→ **Set task**
Rewrite all the items below, swapping every "TARGET" for "LABEL" and keeping everything else the same.

→ **Materials provided**
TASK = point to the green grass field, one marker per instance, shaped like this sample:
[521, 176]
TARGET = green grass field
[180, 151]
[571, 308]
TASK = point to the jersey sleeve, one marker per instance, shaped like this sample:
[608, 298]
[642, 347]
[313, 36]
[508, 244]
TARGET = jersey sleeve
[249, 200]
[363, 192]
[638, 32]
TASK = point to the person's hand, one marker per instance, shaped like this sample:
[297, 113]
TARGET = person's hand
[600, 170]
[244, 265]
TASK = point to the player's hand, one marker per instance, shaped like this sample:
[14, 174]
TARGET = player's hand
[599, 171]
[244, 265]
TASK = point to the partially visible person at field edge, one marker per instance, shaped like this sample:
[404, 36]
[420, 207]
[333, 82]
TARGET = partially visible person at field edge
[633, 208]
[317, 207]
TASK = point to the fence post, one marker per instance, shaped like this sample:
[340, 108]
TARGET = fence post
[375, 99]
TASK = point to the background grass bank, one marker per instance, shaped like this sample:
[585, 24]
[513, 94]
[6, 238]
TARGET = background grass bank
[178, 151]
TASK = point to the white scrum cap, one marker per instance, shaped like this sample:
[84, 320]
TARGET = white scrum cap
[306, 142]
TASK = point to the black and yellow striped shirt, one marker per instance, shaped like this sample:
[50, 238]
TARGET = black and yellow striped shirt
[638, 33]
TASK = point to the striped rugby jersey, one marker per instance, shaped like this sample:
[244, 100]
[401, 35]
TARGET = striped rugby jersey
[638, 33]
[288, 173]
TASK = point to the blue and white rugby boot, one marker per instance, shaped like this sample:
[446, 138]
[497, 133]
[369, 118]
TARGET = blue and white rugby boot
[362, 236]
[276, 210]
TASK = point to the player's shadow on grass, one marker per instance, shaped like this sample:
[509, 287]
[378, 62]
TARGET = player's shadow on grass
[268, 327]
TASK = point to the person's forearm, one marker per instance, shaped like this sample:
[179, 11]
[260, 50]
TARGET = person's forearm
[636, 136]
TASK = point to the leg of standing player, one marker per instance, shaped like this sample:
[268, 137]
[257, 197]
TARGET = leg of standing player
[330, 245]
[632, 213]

→ **Solution for this exercise**
TASK = point to the green grass field, one marker per instance, shaped like this sample:
[521, 176]
LABEL = green grass field
[180, 151]
[571, 308]
TASK = point to the jersey sleeve, one marker per instance, shaped like this sample:
[608, 298]
[642, 347]
[313, 36]
[508, 244]
LABEL = jersey sleeve
[249, 200]
[363, 192]
[638, 32]
TASK = point to the person's hand, one marker per instance, shaped like this sample:
[297, 113]
LABEL = person's hand
[600, 170]
[244, 265]
TASK = point to the player's hand, one marker per instance, shaped like this sample:
[14, 174]
LABEL = player's hand
[599, 171]
[244, 265]
TASK = point to the partially visible person at field edge, one marker per instance, shaped like this sample:
[404, 36]
[420, 207]
[333, 82]
LABEL = partially visible person at field edge
[633, 208]
[317, 207]
TASK = point to the fence post, one marker per instance, shaped like this sample:
[340, 108]
LABEL = fence post
[375, 99]
TASK = point to the background grass bank, one marker per instance, shaped like this sample:
[585, 24]
[513, 94]
[6, 238]
LABEL = background grass bank
[178, 151]
TASK = point to the white scrum cap, one marker per instance, shaped like this sample:
[84, 320]
LABEL = white scrum cap
[306, 142]
TASK = point to the black and yellow striped shirt, one marker per instance, shaped like this sample:
[50, 238]
LABEL = black and yellow striped shirt
[638, 33]
TASK = point to the striped rugby jersey, one marker per instance, shaped like this sample:
[244, 100]
[401, 35]
LABEL = striped rugby jersey
[638, 33]
[288, 173]
TASK = point to the blue and white rugby boot, one marker per instance, shaped like this sample:
[446, 138]
[497, 133]
[369, 118]
LABEL = blue and white rugby boot
[362, 236]
[276, 210]
TASK = point to the player's shadow on grass, one marker per instance, shaped like this sample:
[509, 287]
[378, 62]
LABEL = player's shadow on grass
[268, 327]
TASK = point to the person's forearm, one marker per instance, shaped like this sample:
[179, 11]
[260, 50]
LABEL = person's forearm
[636, 136]
TASK = point to the leg of standing player, one marker per instance, shaped like this sample:
[268, 137]
[257, 197]
LABEL = leg of standing player
[330, 245]
[632, 213]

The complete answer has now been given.